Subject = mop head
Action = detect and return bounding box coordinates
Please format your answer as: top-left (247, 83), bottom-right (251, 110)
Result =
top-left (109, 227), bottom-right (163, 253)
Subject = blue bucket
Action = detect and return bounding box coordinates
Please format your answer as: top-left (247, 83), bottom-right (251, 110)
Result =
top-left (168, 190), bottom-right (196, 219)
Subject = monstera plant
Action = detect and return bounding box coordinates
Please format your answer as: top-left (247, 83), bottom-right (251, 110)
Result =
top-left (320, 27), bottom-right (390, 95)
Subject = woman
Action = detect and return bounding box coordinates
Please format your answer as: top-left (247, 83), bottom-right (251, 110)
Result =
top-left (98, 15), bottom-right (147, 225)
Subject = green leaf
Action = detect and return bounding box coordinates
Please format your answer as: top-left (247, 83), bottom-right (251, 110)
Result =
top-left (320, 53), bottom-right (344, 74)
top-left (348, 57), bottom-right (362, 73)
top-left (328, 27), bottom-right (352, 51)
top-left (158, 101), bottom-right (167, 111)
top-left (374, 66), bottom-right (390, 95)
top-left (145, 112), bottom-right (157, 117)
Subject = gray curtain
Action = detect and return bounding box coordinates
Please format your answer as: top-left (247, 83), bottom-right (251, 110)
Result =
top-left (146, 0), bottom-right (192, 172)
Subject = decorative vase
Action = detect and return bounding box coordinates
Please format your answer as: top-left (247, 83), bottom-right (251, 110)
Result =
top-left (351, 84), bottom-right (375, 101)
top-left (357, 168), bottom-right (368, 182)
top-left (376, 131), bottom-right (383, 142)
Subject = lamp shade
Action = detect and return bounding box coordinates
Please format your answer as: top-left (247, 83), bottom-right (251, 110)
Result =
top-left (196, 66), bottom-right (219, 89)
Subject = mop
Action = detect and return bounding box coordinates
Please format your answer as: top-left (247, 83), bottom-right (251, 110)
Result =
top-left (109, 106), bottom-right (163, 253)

-- -- --

- Exercise description
Set out every line of the listing above as a Markdown table with two columns, Row and Line, numbering the rows in order and leaving out any blank lines.

- Solution for this task
| Row | Line |
|---|---|
| 1 | Subject = mop head |
| 2 | Action = detect and return bounding box coordinates |
| 3 | Please format your answer as: top-left (247, 83), bottom-right (251, 110) |
| 4 | Result = |
| 5 | top-left (109, 227), bottom-right (163, 253) |
| 6 | Subject = blue bucket |
| 7 | Action = detect and return bounding box coordinates |
| 8 | Please format your answer as: top-left (247, 83), bottom-right (251, 110) |
| 9 | Result = |
| 10 | top-left (168, 190), bottom-right (196, 219) |
| 11 | Subject = monstera plant |
| 12 | Action = detect and return bounding box coordinates |
| 13 | Please format your answer as: top-left (247, 83), bottom-right (251, 110) |
| 14 | Result = |
| 15 | top-left (320, 27), bottom-right (390, 95) |
| 16 | Subject = woman |
| 17 | Action = detect and return bounding box coordinates |
| 18 | Please format your answer as: top-left (247, 83), bottom-right (251, 110) |
| 19 | Result = |
| 20 | top-left (98, 15), bottom-right (147, 225) |
| 21 | Subject = green leaf |
| 22 | Action = detect and return bounding box coordinates |
| 23 | Please format your answer as: top-left (247, 83), bottom-right (251, 110) |
| 24 | Result = |
| 25 | top-left (320, 53), bottom-right (344, 74) |
| 26 | top-left (348, 57), bottom-right (362, 73) |
| 27 | top-left (328, 27), bottom-right (352, 51) |
| 28 | top-left (158, 101), bottom-right (167, 111) |
| 29 | top-left (374, 66), bottom-right (390, 95) |
| 30 | top-left (145, 112), bottom-right (157, 117) |
| 31 | Subject = gray curtain |
| 32 | Action = detect and return bounding box coordinates |
| 33 | Please format your answer as: top-left (247, 83), bottom-right (251, 110) |
| 34 | Result = |
| 35 | top-left (146, 0), bottom-right (192, 172) |
| 36 | Subject = decorative vase |
| 37 | Action = detect and return bounding box coordinates |
| 38 | Please format your answer as: top-left (247, 83), bottom-right (251, 110) |
| 39 | Result = |
| 40 | top-left (351, 84), bottom-right (375, 101) |
| 41 | top-left (357, 168), bottom-right (368, 182) |
| 42 | top-left (376, 131), bottom-right (383, 142) |
| 43 | Subject = lamp shade |
| 44 | Action = detect and return bounding box coordinates |
| 45 | Please format your answer as: top-left (247, 83), bottom-right (251, 110) |
| 46 | Result = |
| 47 | top-left (196, 66), bottom-right (219, 89) |
| 48 | Subject = mop |
| 49 | Action = detect and return bounding box coordinates |
| 50 | Please format your answer as: top-left (247, 83), bottom-right (251, 110) |
| 51 | Result = |
| 52 | top-left (109, 106), bottom-right (163, 253) |